# WHAT TO DO
The lines to repeat run from the one containing "Mark a point on each instance of the pink bromeliad" through the last line of the records below; repeat them exactly and give nothing more.

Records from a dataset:
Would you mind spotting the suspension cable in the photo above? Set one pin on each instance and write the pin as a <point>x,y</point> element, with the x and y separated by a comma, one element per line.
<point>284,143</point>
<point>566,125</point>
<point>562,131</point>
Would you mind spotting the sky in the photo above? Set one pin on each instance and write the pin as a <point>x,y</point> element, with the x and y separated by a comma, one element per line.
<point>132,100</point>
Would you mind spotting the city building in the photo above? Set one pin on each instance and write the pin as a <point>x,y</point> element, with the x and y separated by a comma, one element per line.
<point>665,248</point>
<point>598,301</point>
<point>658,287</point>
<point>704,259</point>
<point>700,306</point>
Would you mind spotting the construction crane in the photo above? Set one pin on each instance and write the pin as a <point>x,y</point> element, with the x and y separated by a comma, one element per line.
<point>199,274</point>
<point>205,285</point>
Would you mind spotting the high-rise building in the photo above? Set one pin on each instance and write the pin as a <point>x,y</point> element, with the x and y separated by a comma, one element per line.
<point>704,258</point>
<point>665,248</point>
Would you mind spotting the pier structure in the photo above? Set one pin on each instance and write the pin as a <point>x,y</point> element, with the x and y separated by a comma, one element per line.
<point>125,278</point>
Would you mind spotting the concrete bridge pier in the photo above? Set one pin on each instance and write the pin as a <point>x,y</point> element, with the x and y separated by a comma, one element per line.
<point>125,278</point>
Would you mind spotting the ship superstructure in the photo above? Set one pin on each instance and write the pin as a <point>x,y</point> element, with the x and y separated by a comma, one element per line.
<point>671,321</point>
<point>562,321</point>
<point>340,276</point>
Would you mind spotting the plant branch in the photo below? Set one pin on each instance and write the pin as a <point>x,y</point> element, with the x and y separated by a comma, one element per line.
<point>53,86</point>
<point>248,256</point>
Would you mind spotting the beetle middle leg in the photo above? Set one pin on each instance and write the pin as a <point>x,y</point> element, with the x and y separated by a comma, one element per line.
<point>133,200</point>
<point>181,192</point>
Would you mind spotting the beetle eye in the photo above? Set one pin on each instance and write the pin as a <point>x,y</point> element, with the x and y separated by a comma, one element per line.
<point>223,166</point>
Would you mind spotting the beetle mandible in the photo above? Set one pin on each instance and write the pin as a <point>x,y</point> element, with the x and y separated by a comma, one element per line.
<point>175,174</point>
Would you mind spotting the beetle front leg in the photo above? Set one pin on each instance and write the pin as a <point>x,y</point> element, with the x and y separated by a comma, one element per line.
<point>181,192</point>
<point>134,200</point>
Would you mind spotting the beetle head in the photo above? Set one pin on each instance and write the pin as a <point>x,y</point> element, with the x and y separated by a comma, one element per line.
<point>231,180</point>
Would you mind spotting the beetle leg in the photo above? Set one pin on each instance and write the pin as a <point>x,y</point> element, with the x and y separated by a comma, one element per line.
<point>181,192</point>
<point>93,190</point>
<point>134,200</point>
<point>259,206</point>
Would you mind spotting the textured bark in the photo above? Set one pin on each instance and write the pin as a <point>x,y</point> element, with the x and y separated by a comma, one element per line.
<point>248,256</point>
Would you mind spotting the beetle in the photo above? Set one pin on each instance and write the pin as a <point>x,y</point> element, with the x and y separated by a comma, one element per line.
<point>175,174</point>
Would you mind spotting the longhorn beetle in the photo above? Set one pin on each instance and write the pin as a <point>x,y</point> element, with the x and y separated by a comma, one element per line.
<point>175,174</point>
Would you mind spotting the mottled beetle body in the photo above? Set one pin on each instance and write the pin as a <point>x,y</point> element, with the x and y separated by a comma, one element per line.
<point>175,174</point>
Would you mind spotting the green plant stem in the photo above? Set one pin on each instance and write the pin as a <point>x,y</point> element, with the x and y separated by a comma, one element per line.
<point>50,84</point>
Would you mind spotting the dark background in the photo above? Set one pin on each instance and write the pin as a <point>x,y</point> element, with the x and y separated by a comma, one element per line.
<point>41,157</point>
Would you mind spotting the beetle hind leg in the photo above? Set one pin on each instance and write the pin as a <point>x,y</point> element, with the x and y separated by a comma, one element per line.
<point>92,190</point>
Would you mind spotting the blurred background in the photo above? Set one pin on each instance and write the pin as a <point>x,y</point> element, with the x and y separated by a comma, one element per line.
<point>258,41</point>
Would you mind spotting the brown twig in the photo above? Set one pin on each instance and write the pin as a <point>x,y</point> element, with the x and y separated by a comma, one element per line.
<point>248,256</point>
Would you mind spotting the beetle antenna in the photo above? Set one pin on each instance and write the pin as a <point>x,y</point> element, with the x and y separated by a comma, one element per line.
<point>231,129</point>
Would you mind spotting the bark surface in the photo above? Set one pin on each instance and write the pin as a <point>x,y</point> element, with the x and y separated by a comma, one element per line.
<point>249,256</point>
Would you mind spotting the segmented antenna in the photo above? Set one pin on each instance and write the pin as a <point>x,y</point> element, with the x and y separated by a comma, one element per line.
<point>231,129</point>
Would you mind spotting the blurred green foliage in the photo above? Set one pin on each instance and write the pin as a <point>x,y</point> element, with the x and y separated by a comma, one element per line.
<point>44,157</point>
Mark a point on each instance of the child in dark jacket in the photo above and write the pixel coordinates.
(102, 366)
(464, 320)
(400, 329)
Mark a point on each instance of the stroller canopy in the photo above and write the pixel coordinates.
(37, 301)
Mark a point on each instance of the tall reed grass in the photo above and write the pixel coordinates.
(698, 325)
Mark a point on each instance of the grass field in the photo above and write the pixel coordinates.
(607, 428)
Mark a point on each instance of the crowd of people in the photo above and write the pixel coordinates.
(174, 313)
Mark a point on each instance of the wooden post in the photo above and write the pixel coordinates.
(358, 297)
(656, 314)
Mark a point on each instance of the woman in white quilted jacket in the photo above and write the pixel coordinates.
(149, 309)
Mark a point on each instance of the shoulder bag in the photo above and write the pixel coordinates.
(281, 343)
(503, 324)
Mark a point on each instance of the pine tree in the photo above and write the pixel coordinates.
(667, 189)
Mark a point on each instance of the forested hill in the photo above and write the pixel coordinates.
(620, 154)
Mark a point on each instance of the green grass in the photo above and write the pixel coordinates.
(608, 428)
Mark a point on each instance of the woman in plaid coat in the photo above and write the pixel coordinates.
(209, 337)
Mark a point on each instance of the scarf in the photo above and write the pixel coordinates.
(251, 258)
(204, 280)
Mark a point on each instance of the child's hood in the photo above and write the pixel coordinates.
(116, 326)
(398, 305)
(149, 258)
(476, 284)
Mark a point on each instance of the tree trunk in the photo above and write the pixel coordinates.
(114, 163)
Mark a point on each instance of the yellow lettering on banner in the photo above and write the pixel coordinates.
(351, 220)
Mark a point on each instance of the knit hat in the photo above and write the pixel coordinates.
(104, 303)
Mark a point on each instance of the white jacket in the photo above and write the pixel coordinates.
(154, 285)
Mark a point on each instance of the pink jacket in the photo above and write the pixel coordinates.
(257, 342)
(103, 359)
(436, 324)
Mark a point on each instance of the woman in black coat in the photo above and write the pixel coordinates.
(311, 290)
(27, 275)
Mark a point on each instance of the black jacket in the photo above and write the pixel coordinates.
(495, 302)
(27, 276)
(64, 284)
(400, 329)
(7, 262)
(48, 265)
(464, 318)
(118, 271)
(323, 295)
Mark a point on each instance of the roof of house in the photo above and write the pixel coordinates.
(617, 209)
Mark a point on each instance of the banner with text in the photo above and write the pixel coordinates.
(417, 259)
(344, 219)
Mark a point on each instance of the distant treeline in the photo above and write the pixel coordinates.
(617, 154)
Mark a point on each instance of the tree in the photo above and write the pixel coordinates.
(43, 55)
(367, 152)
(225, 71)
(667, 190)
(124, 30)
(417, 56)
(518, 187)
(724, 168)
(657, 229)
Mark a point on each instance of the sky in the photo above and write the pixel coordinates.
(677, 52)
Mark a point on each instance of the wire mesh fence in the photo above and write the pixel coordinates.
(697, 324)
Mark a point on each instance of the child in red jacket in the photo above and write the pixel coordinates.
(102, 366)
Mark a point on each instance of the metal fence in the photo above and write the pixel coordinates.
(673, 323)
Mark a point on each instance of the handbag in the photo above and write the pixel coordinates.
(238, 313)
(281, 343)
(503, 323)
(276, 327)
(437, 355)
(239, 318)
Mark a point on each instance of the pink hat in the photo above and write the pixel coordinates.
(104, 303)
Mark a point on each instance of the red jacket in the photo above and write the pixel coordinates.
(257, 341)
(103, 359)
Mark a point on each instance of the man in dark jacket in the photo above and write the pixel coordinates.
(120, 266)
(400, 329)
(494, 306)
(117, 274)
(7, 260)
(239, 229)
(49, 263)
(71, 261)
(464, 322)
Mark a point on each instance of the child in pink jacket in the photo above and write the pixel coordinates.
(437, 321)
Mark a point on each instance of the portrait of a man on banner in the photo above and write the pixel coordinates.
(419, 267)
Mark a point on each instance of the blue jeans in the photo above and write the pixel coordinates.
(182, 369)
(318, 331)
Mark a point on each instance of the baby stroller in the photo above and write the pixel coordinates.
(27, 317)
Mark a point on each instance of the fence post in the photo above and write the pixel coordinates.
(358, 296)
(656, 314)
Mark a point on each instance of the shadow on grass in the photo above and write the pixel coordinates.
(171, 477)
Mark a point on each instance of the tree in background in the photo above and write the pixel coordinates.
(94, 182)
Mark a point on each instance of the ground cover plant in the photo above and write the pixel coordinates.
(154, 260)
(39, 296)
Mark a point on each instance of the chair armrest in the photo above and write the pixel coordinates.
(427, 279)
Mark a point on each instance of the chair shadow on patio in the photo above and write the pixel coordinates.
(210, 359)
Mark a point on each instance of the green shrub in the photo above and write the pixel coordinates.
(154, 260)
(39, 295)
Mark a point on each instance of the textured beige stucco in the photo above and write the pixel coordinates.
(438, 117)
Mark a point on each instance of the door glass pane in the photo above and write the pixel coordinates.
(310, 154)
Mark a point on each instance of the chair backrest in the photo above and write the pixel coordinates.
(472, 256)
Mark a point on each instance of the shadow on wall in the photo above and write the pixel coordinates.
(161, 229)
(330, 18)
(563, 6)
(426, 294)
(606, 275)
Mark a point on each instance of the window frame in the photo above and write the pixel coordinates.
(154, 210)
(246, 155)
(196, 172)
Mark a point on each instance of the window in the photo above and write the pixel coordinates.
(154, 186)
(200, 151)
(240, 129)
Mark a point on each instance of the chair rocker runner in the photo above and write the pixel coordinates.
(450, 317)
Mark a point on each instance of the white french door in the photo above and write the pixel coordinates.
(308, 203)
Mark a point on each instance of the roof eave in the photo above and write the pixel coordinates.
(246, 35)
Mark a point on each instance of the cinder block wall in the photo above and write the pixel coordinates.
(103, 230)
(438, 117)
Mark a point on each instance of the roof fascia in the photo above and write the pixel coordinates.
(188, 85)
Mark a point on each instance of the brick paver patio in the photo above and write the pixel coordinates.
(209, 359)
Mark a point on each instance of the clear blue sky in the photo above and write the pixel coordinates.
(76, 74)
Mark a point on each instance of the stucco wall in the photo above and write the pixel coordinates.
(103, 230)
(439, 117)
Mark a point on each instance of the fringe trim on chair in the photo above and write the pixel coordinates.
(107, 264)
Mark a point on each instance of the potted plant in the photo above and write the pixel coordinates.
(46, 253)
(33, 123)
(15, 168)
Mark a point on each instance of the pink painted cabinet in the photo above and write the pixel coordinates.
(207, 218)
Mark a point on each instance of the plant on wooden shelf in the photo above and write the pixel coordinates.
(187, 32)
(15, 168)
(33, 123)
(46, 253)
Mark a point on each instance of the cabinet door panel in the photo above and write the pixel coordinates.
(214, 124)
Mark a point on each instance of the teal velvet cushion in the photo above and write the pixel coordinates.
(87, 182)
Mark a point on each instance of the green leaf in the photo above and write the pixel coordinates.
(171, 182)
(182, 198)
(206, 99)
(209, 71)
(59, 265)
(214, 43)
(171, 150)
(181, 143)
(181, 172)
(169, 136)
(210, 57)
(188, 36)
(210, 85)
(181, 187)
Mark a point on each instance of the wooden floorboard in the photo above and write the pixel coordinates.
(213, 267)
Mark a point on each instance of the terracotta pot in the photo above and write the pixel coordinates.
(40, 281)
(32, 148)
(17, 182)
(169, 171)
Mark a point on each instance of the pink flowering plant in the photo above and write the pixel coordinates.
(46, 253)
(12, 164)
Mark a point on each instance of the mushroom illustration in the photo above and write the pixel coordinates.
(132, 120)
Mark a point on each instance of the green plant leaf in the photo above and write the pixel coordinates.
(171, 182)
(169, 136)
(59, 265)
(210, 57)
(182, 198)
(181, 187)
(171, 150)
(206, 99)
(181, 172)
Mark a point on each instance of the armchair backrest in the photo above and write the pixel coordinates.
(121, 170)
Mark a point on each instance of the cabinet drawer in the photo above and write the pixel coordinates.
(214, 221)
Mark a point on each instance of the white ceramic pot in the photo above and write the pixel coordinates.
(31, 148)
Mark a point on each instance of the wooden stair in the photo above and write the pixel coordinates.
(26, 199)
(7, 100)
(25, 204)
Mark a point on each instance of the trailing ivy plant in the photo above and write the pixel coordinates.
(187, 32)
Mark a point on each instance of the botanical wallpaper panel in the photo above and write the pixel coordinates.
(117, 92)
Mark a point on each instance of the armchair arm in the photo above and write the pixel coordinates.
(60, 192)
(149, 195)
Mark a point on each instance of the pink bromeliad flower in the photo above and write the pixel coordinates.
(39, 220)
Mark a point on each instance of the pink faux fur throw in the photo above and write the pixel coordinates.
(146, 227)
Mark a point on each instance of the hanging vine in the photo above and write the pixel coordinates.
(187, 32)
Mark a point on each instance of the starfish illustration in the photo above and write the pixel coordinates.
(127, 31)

# THE COMPLETED TASK
Mark a point on each instance of the pink bromeliad flower in the photo above and write the pixel coordinates.
(39, 220)
Mark a point on each instance of the pink faux fur throw in the photo above and write the pixel coordinates.
(146, 227)
Mark a point on each instance of the hanging vine in the photo above and write the pixel coordinates.
(187, 32)
Mark a point on each instance of the starfish illustration in the photo above and write the pixel coordinates.
(127, 31)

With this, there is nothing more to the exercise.